EXCERPT:
Sinopec’s Fixed-point Poverty Alleviation and Pairing Program Lifts Eight Counties Out of Poverty in Response to UN Sustainable Development Goals

PR Newswire

BEIJING, Dec. 2, 2020 /PRNewswire/ — China Petroleum & Chemical Corporation (HKG: 0386, “Sinopec”) has announced that Dongxiang Autonomous County in Gansu Province has been lifted out of poverty, the last of the eight counties in Sinopec’s fixed-point poverty alleviation and pairing program to eradicate poverty.

 

 

 

The previous seven counties in Sinopec’s poverty relief program that have overcome poverty are Fenghuang and Luxi counties in Hunan Province, Yingshang and Yuexi counties in Anhui Province, Yopurga County in Xinjiang Uyghur Autonomous Region, Baingoin County in Tibet Autonomous Region and Zeku County in Qinghai Province.

Sinopec has developed precise poverty alleviation plans based on regional characteristics and advantages.

In poverty relief through industrial development, Sinopec has adapted to local conditions and natural endowments to develop specialty industries, such as promoting the quinoa produced in Dongxiang County, the “Sunshine Bazaar” series of dried fruit products in Xinjiang and an “Easy Joy-Zhuoma Spring” project that brings natural drinking water from Tibet to consumers across the country.

In poverty relief through consumption, Sinopec has helped products from the poverty alleviation program to enter the national market through 27,000 gas station convenience stores and seven online poverty relief shopping platforms, with the entire Sinopec system participating proactively in the initiative. In the past two years, Sinopec has helped to sell more than CNY600 million (US$91.40 million) worth of poverty relief products.

In terms of poverty relief through employment, Sinopec has hosted special job fairs in poverty-stricken regions with the goal of “one person’s employment lifts a family from poverty”. A Sinopec Poverty Alleviation Training Platform was established to offer regular vocational skills and agricultural training.

EXERCISE REQUIREMENTS:
[1] In the Sinopec poverty alleviation text, revise the passage from "BEIJING, Dec. 2, 2020" to "characteristics and advantages.", replacing "overcome poverty" with "escaped poverty".
[2] Shorten the paragraph of the Sinopec poverty alleviation text that begins "In poverty relief through consumption" into a bulleted list that keeps its main facts.

INFORMATION SUPPLIED:
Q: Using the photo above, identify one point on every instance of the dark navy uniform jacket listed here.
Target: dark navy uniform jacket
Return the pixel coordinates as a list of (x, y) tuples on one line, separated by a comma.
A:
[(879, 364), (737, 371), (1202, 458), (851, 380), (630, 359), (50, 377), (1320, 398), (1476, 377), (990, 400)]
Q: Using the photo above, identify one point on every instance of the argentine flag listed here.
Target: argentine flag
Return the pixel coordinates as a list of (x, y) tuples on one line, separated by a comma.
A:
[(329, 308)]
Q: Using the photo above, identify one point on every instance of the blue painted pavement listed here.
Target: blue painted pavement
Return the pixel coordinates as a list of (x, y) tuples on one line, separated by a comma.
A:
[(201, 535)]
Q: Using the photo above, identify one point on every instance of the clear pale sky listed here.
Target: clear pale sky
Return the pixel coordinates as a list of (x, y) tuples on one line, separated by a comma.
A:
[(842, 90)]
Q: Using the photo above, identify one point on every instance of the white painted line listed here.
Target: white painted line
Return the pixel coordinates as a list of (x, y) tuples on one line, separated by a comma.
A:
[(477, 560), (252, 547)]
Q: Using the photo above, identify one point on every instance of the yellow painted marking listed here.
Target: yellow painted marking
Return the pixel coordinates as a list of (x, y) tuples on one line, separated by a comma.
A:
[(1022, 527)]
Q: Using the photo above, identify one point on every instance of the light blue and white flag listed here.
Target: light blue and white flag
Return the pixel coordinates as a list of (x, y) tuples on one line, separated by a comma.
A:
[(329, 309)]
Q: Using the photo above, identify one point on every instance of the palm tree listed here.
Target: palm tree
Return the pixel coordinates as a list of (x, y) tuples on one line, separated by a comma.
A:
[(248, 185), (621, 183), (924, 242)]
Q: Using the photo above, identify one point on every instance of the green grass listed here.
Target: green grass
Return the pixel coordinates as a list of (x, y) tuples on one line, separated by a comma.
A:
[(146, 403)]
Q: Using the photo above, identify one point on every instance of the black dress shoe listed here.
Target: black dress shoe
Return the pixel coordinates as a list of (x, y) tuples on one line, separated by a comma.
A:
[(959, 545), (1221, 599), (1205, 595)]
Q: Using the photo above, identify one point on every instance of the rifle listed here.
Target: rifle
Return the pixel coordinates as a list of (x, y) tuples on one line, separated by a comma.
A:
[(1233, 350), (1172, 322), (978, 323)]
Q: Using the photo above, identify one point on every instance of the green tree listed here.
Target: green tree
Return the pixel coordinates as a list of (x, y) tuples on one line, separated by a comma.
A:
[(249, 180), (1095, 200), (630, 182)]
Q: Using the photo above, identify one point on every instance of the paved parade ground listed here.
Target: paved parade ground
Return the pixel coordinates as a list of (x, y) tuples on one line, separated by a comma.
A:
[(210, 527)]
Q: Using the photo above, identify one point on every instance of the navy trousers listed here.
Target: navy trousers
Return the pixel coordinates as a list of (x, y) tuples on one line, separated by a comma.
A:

PER-TASK ANSWERS:
[1]
BEIJING, Dec. 2, 2020 /PRNewswire/ — China Petroleum & Chemical Corporation (HKG: 0386, “Sinopec”) has announced that Dongxiang Autonomous County in Gansu Province has been lifted out of poverty, the last of the eight counties in Sinopec’s fixed-point poverty alleviation and pairing program to eradicate poverty.

 

 

 

The previous seven counties in Sinopec’s poverty relief program that have escaped poverty are Fenghuang and Luxi counties in Hunan Province, Yingshang and Yuexi counties in Anhui Province, Yopurga County in Xinjiang Uyghur Autonomous Region, Baingoin County in Tibet Autonomous Region and Zeku County in Qinghai Province.

Sinopec has developed precise poverty alleviation plans based on regional characteristics and advantages.

[2]
- Sinopec sells products from its poverty alleviation program nationwide through 27,000 gas station convenience stores and seven online poverty relief shopping platforms.
- The entire Sinopec system takes part in the initiative.
- Over the past two years, it has helped sell more than CNY600 million (US$91.40 million) worth of poverty relief products.